(DOCUMENT SEGMENT):
┏━━

Poor project performance happens all the time, which threatens quality, budget, and team morale. When it occurs, the project manager must deal with it as quickly as possible so the issue can be addressed accordingly without losing momentum. The thing is, often the issue can be addressed. Thus the quality and the budget would not be affected, but the team morale already suffers.
A good project manager should understand how to handle poor performance while maintaining or, even, increasing team morale. It would require some practice and in-depth understanding of team psychology and advanced communication techniques, which can be done with mindfulness and awareness.
First things first, addressing the poor performance issue with the team member should be done with an understanding that people do make mistakes and they deserve to correct their behavior. Don’t judge them by saying anything like this, “You just don’t get it, do you?”
Be kind. Acknowledge early on that people do make mistakes and any mistake can be corrected. Use a positive tone throughout the conversation. Imagine you are being in their shoes.
Second, once they have agreed to work on their “second chance” to correct the poor performance, ask them to perform it in front of you as a “rehearsal” first before they return to their desk and do it. Include someone who is more experienced in that particular task to provide honest and respectful feedback. Again, be positive.
A project manager’s place is not to humiliate team members. Instead, your job is encouraging the best possible performance and motivating them to maintain the most optimized quality. Balancing between being a subtle cheerleader and an enforcer of high quality can be quite contradictory, but it must be done with tactfulness and positivity.

┗━━

(PROVIDED RECORDS):
┏━━

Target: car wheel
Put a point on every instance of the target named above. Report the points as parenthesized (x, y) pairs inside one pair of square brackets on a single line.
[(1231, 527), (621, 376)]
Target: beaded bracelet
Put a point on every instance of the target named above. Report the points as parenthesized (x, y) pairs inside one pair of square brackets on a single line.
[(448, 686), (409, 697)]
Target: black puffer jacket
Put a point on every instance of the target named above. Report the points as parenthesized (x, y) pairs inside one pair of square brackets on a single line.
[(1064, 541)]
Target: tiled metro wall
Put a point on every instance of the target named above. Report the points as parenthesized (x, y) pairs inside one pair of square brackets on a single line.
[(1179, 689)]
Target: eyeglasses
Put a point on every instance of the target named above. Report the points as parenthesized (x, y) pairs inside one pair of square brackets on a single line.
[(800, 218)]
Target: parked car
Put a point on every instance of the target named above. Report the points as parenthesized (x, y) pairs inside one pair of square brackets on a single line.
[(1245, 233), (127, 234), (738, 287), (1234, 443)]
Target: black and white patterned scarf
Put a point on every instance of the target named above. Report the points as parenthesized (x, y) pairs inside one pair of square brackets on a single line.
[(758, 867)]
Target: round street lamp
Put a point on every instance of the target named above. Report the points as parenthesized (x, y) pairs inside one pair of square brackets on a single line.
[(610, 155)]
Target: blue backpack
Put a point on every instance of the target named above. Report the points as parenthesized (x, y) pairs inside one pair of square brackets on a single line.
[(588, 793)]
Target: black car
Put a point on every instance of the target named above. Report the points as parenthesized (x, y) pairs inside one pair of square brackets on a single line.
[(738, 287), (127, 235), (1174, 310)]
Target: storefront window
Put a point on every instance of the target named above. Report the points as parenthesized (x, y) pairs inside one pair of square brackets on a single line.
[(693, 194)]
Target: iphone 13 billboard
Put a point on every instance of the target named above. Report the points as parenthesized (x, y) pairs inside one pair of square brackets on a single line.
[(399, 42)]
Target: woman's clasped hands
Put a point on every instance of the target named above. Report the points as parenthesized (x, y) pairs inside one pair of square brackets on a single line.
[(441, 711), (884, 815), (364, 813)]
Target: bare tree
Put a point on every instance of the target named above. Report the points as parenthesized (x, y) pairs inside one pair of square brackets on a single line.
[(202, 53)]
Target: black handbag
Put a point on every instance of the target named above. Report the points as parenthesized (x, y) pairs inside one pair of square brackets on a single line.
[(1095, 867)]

┗━━
┏━━

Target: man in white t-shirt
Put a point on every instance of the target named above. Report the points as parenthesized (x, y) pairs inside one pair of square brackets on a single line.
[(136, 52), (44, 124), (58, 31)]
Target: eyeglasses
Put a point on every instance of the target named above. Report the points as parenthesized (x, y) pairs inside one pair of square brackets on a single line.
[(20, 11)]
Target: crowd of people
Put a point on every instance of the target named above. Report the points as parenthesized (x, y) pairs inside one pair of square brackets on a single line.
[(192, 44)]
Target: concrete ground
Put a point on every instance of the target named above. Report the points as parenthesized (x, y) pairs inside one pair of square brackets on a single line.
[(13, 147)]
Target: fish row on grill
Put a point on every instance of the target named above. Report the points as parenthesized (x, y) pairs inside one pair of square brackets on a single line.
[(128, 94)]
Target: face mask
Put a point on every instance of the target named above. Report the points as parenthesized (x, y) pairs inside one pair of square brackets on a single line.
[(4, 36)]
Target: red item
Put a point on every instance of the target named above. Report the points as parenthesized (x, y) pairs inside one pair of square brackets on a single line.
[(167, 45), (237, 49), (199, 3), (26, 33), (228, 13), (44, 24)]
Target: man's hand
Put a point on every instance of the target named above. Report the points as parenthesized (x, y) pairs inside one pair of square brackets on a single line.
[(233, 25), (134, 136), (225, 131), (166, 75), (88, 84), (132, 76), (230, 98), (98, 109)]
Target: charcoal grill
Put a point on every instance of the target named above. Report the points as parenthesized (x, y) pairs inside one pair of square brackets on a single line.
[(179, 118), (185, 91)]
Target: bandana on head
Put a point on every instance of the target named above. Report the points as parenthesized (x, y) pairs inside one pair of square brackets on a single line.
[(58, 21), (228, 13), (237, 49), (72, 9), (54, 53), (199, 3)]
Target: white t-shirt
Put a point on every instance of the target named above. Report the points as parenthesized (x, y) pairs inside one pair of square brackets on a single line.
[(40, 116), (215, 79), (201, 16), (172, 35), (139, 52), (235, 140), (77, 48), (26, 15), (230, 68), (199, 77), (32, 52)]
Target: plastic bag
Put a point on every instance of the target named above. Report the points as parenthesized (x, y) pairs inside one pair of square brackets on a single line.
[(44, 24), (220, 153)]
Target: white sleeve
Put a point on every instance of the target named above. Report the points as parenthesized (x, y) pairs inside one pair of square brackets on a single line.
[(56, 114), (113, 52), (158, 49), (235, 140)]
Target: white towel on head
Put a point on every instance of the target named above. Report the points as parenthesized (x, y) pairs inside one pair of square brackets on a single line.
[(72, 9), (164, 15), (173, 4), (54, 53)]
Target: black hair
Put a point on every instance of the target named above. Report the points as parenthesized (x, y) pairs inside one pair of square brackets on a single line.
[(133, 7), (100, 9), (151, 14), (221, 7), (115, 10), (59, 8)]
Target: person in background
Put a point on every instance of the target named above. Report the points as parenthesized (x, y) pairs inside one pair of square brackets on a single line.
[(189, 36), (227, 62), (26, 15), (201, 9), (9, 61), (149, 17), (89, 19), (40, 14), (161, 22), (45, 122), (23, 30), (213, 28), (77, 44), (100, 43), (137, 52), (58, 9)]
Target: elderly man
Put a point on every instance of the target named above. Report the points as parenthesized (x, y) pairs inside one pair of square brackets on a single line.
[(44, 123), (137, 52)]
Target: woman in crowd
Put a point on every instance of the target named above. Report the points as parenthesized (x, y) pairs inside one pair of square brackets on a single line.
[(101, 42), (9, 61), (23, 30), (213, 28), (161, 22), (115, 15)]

┗━━
┏━━

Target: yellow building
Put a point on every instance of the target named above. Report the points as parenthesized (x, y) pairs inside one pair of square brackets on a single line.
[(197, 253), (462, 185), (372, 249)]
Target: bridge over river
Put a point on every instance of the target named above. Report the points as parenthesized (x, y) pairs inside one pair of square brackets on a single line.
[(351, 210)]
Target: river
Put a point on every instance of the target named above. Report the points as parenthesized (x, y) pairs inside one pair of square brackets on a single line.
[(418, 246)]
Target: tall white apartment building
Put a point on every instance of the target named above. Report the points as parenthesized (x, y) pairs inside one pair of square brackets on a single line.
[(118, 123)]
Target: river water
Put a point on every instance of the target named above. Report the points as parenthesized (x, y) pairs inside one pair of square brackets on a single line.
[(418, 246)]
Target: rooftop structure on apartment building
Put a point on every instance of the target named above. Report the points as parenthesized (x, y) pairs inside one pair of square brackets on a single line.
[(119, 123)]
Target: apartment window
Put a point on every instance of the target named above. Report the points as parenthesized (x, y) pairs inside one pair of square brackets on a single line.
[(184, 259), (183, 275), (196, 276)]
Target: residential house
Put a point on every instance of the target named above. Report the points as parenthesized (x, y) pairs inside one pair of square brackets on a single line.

┗━━

(WHAT THIS EXERCISE ASKS):
- a) Answer these questions from the piece on handling poor project performance:
(i) What three things does poor project performance threaten?
(ii) Who should be included in the rehearsal to provide feedback?
(iii) What is not a project manager's place to do to team members?
- b) Reproduce the stretch of the listing from the line that contains "Target: car wheel" through the line that contains "[(1064, 541)]", including both of those lines.
The listing is unrelated to the text.

(ANSWERS TO THE TASKS):
- a)
(i) Quality, budget, and team morale.
(ii) Someone who is more experienced in that particular task.
(iii) Humiliate them.

- b)
Target: car wheel
Put a point on every instance of the target named above. Report the points as parenthesized (x, y) pairs inside one pair of square brackets on a single line.
[(1231, 527), (621, 376)]
Target: beaded bracelet
Put a point on every instance of the target named above. Report the points as parenthesized (x, y) pairs inside one pair of square brackets on a single line.
[(448, 686), (409, 697)]
Target: black puffer jacket
Put a point on every instance of the target named above. Report the points as parenthesized (x, y) pairs inside one pair of square brackets on a single line.
[(1064, 541)]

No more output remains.